Labeled-object pointing rows
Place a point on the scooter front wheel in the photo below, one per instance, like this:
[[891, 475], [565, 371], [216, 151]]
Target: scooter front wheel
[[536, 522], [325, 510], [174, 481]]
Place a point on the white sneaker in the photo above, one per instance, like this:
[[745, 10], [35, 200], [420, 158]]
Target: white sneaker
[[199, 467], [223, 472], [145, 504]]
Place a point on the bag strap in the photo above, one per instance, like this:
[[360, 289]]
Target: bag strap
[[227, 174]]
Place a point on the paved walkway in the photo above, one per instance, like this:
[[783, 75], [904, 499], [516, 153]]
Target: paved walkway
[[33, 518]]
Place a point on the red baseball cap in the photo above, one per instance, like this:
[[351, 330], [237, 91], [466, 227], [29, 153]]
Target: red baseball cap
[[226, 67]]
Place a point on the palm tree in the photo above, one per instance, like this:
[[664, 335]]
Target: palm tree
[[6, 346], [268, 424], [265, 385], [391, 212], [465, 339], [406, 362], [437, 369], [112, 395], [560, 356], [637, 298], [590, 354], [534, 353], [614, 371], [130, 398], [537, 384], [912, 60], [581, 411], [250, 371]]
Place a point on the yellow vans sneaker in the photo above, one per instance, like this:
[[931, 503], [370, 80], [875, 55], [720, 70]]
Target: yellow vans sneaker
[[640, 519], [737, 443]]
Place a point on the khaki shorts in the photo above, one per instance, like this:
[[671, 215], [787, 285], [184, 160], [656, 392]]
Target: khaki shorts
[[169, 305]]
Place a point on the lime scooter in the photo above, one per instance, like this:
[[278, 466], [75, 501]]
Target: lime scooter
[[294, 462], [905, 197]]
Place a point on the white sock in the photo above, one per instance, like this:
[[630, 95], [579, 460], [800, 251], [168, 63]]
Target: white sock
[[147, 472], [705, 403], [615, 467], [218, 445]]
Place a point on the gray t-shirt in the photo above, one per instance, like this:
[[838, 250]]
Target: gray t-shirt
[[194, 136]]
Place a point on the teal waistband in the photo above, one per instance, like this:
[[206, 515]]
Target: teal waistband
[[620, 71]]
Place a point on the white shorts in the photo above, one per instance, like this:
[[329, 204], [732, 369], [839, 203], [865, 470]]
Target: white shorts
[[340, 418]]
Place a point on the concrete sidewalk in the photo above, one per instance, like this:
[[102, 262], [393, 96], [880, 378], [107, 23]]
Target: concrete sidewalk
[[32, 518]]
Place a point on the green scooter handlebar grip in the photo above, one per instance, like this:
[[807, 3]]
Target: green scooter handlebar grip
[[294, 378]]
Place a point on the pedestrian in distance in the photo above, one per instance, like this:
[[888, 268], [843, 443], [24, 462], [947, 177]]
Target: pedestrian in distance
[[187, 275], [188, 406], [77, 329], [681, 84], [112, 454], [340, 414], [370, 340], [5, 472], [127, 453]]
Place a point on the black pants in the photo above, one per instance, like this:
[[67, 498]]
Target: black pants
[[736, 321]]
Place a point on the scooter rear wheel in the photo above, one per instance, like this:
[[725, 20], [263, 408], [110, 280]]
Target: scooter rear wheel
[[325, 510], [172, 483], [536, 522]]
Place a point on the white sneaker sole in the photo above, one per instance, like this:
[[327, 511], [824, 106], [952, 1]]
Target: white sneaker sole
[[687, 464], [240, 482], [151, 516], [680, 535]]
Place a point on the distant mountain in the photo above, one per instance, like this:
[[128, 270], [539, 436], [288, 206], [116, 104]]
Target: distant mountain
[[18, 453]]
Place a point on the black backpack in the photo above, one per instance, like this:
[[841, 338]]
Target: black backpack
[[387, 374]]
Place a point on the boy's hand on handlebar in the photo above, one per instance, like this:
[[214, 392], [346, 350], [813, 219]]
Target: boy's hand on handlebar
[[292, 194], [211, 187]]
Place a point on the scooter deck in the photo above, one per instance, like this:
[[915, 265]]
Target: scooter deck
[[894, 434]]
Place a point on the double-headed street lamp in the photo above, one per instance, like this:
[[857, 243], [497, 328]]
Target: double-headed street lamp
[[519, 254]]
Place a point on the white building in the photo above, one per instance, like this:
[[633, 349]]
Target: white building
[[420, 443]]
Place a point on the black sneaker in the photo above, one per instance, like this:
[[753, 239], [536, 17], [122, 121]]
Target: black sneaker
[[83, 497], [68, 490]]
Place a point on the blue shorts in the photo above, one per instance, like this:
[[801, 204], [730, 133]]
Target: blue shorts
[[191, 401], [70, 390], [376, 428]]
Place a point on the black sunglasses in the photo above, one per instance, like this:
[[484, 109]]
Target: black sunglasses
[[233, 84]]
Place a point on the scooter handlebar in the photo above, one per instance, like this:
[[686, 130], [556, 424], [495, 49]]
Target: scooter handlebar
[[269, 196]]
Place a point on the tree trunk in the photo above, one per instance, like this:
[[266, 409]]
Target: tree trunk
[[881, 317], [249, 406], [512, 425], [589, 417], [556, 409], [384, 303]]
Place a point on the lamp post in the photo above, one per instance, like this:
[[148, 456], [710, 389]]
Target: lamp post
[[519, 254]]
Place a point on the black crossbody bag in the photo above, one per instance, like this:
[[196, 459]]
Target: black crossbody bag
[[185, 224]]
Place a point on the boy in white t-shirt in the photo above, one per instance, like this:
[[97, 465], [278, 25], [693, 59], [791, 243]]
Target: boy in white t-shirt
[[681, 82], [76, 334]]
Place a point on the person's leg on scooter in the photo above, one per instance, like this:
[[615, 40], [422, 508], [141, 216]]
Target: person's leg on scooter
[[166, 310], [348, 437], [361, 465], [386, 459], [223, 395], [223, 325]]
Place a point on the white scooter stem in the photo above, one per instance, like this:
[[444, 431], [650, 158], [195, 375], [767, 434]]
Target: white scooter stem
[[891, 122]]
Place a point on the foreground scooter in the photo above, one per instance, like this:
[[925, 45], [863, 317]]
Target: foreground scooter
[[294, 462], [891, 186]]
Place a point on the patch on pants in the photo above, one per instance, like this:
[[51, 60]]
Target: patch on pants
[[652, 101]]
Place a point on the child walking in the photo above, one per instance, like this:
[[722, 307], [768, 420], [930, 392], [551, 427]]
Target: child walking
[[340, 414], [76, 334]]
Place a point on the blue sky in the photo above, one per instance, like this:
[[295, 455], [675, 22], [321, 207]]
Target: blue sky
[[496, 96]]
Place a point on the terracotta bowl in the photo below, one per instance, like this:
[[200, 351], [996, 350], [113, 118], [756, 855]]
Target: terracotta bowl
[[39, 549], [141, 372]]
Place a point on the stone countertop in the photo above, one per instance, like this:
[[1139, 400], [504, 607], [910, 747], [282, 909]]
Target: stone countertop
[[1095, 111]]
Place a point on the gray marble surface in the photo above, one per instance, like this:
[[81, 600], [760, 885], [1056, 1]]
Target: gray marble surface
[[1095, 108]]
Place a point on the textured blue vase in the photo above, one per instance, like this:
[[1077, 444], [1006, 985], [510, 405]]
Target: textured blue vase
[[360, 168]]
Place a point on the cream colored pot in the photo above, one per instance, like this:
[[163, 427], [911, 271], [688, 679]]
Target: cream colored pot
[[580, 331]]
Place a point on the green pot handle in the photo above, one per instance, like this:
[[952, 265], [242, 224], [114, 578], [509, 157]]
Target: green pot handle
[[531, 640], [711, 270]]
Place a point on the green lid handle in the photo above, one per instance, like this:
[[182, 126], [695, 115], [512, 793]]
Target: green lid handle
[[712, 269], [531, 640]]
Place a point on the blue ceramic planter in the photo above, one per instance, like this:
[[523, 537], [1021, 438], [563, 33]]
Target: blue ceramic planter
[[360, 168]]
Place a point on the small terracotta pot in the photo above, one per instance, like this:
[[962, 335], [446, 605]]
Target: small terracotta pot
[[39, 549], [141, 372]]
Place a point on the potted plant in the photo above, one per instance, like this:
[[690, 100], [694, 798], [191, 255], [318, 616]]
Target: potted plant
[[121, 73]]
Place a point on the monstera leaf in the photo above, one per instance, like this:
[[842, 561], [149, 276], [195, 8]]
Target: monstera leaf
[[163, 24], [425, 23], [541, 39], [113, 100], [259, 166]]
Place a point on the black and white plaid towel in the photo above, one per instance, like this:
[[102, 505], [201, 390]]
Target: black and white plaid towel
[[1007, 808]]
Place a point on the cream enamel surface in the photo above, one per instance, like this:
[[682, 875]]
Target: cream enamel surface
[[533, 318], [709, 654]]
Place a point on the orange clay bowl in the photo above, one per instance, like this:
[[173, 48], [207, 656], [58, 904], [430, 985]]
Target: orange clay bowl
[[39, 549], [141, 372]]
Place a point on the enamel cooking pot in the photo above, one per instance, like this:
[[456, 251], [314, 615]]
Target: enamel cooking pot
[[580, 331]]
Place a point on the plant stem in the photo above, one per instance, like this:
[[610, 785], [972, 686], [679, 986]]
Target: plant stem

• WHAT YOU WILL DO: Rewrite the rows from the very first one through the line containing "[[226, 67]]", replacing "instance" with "object" and keeping everything else unchanged.

• REPLY TO THE EXERCISE:
Place a point on the scooter front wheel in the photo below, one per object, like this:
[[891, 475], [565, 371], [216, 151]]
Target: scooter front wheel
[[536, 522], [325, 510], [174, 481]]
Place a point on the white sneaker in the photo above, one per object, like this:
[[745, 10], [35, 200], [420, 158]]
Target: white sneaker
[[199, 467], [223, 472], [145, 504]]
Place a point on the bag strap in the photo above, one per object, like this:
[[360, 289]]
Target: bag strap
[[227, 174]]
Place a point on the paved walkway in the photo above, one per object, like this:
[[783, 75], [904, 499], [516, 153]]
Target: paved walkway
[[33, 518]]
Place a point on the red baseball cap in the photo above, one per object, like this:
[[351, 330], [237, 91], [466, 227], [29, 153]]
Target: red baseball cap
[[226, 67]]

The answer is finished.